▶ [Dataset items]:

● ● ● ● ● ● ●

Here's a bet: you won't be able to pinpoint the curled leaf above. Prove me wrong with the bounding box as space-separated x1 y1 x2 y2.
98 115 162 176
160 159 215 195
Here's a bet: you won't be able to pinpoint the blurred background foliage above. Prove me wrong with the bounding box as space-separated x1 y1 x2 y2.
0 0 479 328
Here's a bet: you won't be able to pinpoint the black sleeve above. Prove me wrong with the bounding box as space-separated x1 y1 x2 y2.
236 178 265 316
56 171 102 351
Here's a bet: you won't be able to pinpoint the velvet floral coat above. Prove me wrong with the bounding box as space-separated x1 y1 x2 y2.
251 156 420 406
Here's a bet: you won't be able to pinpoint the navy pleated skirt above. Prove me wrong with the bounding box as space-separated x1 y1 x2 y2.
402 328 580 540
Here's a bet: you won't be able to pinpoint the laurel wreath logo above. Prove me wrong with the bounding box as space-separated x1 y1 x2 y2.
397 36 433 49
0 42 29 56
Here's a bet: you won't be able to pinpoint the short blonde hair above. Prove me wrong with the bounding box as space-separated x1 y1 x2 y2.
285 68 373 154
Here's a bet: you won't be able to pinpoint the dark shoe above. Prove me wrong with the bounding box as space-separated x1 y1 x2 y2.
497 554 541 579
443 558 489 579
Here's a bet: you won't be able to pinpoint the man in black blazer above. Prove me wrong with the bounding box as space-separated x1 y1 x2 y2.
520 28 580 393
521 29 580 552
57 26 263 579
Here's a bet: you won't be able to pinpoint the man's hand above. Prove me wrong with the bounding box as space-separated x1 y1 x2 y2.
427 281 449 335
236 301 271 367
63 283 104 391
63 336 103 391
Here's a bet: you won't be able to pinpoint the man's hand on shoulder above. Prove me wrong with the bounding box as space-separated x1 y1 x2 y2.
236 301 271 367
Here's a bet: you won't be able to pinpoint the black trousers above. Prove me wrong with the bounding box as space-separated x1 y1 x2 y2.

● ● ● ● ● ● ●

▶ [REQUIREMENT]: The records must be reproduced in full. Nothing should differ.

▶ [RESULT BELOW]:
Here's a bet: you won't be able to pinpoint the curled leaf above. Prove me wrong with the bounding box as space-separated x1 y1 x2 y2.
98 115 162 176
160 159 215 195
Here's a bet: you won't be able to pinpoint the blurred background foliage above. Prove me wrong with the bounding box as space-separated x1 y1 x2 y2.
0 0 479 328
Here's a bet: you won't be able to pinpoint the black sleeve above. Prove me wrong with the bounding box as space-separated x1 y1 x2 y2.
236 178 265 316
56 171 102 351
Here's a bet: you won't be able to pinpoint the velvet floral coat above. Prove me wrong with the bounding box as space-separated x1 y1 x2 y2.
251 156 420 406
Here's a bet: you won't be able to pinpoint the navy pleated skirt above. Prove me wrong with the bounding box as space-separated x1 y1 x2 y2.
402 328 580 540
Here's a bet: you won't be able to pinpoint the laurel wreath logo above. Prove me wrong with the bounding box as space-separated x1 y1 x2 y2.
397 36 433 49
0 42 29 56
Here's a bet: you won't be able to pinpoint the short blonde hair above. Prove me wrong with the bounding box as space-separated x1 y1 x2 y2.
285 68 373 154
Here's a bet: you won't be able to pinpoint the dark shoe above. Prove me wrong with the bounding box as space-separated x1 y1 x2 y2.
497 554 541 579
443 558 489 579
Here's a bet: you won't be able to pinpoint the man in black blazer above. Prove me wrong with the bounding box as space-separated x1 y1 x2 y2.
520 28 580 393
521 29 580 552
57 26 263 579
Here's a bet: you won't be able to pinpoint the man's hand above. Prove me wrong with the bounding box as space-separated x1 y1 x2 y2.
427 281 449 335
236 301 271 367
63 283 104 391
63 336 103 391
Here's a bet: you won't be able to pinpoint the man's hand on shoulder above. Prove me wrong with the bounding box as space-separated x1 y1 x2 y2.
236 301 271 367
Here's a bet: you won't be able to pinpoint the black trousers above. Prove me wrong with the bounding box as space-separated x1 y1 x2 y2.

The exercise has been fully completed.